— BEGIN —

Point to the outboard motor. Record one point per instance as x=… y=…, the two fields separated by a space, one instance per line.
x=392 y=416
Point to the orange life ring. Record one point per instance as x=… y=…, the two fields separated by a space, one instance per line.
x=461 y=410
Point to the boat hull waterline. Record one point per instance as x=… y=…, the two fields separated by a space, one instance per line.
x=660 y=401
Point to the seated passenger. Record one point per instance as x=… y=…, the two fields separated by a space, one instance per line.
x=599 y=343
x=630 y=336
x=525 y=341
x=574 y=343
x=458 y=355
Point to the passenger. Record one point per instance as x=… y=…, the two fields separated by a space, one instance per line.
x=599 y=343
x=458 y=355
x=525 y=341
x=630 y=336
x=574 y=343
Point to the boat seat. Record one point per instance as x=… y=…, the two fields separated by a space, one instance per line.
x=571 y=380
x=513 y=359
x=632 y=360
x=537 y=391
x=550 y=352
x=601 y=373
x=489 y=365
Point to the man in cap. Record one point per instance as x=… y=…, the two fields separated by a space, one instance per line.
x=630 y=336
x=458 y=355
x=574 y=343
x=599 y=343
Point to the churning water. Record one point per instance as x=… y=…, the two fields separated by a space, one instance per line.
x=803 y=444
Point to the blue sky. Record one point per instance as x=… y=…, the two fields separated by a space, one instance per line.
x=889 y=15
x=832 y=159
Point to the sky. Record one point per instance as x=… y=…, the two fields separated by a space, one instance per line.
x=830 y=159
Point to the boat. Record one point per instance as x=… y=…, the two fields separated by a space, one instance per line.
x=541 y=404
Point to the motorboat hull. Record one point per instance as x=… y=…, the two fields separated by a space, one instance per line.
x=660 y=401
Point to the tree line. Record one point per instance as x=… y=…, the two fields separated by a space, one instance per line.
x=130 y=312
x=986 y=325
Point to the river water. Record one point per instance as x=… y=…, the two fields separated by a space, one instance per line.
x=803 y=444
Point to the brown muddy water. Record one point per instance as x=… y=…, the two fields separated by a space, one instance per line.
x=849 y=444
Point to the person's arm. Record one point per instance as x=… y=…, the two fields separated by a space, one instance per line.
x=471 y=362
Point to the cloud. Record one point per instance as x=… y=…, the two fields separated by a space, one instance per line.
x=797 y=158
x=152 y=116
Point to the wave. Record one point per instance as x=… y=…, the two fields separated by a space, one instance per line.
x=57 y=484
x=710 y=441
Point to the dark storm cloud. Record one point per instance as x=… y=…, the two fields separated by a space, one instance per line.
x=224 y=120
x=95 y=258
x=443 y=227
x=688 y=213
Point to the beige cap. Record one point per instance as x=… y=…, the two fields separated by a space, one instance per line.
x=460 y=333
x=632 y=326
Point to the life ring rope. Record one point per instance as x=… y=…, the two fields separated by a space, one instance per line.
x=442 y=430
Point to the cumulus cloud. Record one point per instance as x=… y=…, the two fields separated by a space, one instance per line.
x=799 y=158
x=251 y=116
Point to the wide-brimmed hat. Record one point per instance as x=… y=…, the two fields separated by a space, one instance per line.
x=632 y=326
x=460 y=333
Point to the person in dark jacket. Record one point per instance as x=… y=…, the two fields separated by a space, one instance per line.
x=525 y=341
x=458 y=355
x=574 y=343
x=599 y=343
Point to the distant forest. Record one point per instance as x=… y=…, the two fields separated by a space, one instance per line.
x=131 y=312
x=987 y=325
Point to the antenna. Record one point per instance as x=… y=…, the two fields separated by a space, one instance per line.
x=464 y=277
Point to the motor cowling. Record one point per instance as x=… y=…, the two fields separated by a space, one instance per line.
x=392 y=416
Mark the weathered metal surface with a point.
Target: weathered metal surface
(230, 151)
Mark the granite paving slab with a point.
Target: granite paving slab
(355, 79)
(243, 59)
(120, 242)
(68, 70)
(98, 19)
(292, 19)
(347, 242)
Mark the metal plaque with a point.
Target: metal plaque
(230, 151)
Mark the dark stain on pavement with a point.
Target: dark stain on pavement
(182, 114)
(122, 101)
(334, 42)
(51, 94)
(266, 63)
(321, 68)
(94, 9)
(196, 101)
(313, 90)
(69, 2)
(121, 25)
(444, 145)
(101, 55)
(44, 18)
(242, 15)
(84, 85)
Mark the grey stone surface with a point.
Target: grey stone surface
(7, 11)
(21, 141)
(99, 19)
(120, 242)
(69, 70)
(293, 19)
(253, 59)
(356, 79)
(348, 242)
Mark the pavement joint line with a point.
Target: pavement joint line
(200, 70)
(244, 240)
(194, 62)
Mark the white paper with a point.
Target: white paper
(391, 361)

— END —
— BEGIN —

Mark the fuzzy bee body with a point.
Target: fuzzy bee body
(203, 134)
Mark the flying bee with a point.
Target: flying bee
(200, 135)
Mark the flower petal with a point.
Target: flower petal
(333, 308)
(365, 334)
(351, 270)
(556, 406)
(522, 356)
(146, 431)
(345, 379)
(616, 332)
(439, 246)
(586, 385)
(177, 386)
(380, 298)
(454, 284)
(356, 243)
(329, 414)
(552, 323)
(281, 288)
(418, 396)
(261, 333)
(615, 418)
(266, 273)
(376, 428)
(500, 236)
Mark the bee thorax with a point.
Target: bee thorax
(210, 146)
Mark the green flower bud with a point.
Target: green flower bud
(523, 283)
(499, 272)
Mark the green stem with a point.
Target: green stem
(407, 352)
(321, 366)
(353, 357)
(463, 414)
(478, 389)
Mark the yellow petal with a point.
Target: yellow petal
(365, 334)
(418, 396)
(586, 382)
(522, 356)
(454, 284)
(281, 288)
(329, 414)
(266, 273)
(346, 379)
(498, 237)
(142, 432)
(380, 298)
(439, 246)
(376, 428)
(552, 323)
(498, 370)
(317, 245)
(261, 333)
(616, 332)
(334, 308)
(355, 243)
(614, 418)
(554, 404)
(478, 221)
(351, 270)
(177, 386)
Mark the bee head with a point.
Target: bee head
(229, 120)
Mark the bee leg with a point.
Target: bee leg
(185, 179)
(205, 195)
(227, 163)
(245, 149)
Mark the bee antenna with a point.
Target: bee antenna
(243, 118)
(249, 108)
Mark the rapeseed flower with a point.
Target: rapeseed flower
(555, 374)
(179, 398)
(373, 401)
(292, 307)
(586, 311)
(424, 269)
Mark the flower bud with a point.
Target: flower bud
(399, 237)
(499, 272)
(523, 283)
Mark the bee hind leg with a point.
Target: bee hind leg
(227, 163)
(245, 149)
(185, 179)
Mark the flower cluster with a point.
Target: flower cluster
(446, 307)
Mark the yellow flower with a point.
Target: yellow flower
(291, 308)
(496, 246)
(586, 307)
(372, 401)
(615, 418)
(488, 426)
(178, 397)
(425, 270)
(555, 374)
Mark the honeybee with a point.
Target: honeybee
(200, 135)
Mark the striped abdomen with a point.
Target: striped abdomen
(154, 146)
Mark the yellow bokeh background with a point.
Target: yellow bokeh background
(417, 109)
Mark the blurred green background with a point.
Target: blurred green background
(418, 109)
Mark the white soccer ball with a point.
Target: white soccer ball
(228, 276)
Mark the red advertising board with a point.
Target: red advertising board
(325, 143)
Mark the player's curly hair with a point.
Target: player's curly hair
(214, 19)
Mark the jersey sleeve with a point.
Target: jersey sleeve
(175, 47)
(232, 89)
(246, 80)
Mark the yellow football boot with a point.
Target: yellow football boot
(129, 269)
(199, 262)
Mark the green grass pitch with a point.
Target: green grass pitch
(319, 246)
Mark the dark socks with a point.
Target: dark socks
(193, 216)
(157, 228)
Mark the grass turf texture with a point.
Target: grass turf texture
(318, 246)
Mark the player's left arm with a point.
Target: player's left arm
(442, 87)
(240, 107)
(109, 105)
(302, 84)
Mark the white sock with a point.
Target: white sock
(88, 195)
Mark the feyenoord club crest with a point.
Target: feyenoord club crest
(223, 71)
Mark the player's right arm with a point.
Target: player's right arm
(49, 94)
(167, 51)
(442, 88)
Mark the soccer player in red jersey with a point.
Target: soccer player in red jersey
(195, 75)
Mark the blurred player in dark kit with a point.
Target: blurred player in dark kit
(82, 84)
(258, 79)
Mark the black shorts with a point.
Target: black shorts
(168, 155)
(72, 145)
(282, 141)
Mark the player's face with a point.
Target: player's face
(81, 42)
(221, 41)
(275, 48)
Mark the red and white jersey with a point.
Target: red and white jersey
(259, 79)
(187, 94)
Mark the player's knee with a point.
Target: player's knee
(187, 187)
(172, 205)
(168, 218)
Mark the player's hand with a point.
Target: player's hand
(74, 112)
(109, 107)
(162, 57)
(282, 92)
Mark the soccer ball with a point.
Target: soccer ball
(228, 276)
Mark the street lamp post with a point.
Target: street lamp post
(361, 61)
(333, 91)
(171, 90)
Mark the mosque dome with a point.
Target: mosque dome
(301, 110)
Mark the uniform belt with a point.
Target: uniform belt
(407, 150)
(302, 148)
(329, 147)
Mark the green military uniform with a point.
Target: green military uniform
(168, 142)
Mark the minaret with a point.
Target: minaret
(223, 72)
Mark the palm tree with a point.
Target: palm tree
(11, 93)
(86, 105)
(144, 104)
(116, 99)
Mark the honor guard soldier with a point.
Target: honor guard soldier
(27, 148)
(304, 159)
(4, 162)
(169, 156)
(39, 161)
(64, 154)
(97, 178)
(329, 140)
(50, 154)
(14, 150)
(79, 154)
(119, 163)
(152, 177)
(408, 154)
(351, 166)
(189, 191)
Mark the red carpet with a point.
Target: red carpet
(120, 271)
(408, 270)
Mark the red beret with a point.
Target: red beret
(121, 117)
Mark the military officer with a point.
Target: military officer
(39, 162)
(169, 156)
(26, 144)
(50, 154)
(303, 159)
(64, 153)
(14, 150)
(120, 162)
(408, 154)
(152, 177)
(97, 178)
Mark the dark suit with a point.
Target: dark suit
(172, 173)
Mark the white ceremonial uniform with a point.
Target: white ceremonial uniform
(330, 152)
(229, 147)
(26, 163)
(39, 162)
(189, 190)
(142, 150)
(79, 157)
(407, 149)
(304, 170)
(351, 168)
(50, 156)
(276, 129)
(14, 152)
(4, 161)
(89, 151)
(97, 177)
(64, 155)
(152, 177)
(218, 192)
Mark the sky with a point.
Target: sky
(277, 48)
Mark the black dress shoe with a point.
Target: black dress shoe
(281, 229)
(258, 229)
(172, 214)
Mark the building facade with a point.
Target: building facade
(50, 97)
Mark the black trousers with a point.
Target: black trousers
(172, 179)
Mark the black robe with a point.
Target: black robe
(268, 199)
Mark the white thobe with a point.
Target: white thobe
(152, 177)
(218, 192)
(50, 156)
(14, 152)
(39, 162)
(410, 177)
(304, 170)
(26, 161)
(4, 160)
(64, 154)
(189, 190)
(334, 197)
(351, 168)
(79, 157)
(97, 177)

— END —

Exercise: Lay out the records as a JSON list of strings, one string per line and no blank lines, starting at the line containing "Point to the blue" and ending at the line containing "x=830 y=159", with both of those lines included.

The reply:
[
  "Point to the blue sky. Record one point per instance as x=… y=…, the two fields separated by a space, one instance per line.",
  "x=889 y=15",
  "x=832 y=159",
  "Point to the sky. Record one point per instance as x=… y=…, the two fields separated by a space, one instance per line.",
  "x=830 y=159"
]